[Start Passage shown]
Well, the long wait is finally over...


Isn't it going well! :) And I only have just over one pattern repeat to go before it is finished now. I was worried for a while that the 'Tagliatelli' yarn was going to run out just before the end as it was disappearing at a faster rate than the other yarns, but I'm pretty sure now that there will be enough to make the throw the length I want it to be. :)

I'm actually so happy with the way this throw is turning out that I went ahead and bought this from Sarah Durrant's Colinette stand at the recent 'Craft & Quilt Fair' at Darling Harbour...


Yes, it's a second Colinette 'Perugino Throw Kit', only this time in the 'Skylark' colourway as I thought two identical throws would be a bit boring ;), and both of these colourways will look fabulous with our dark blue lounge.

Working on the throw hasn't been all joy, though. Katherine was somewhat annoyed that my procrastination over how best to proceed with her 'Skull Vest' had left it unstarted despite the increasingly cold weather, and that another project had now been started ahead of it. And as usual she wasn't afraid to let me know exactly how she felt about the situation. So when the constant cry of "Where's my vest?" became too much, I headed back to Rubi & Lana's in search of a little additional yarn, mostly so I could continue swatching without running the risk of not having enough yarn left to actually knit the vest.

I quickly found the yarn on the shelf, but discovered that the yarn I was sold as an 8 ply has now been labelled as a 5 ply. In hindsight, I guess I shouldn't have been totally surprised by this, as I did have problems initially getting the yarn to knit to a standard 8 ply tension. Undaunted by this turn of events, I decided to check out the 'Rubi & Lana' yarn which has now been labelled as the 8 ply as I quite like the quality of the wool Paula chose for her brand, but unfortunately I wasn't able to get both black and white in that weight of yarn.

What to do? What to do?

As the patterns I'm adapting to get the type of vest that Katherine actually wants are from these two Jo Sharp books...
[End Passage shown]
### Work to be completed
Return the knitting post word for word, starting at "Well, the long" and ending at "at Darling Harbour...".
[Start Data listing]
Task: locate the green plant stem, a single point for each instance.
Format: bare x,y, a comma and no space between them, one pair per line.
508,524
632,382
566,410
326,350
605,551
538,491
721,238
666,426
[End Data listing]
### Task result
Well, the long wait is finally over...


Isn't it going well! :) And I only have just over one pattern repeat to go before it is finished now. I was worried for a while that the 'Tagliatelli' yarn was going to run out just before the end as it was disappearing at a faster rate than the other yarns, but I'm pretty sure now that there will be enough to make the throw the length I want it to be. :)

I'm actually so happy with the way this throw is turning out that I went ahead and bought this from Sarah Durrant's Colinette stand at the recent 'Craft & Quilt Fair' at Darling Harbour...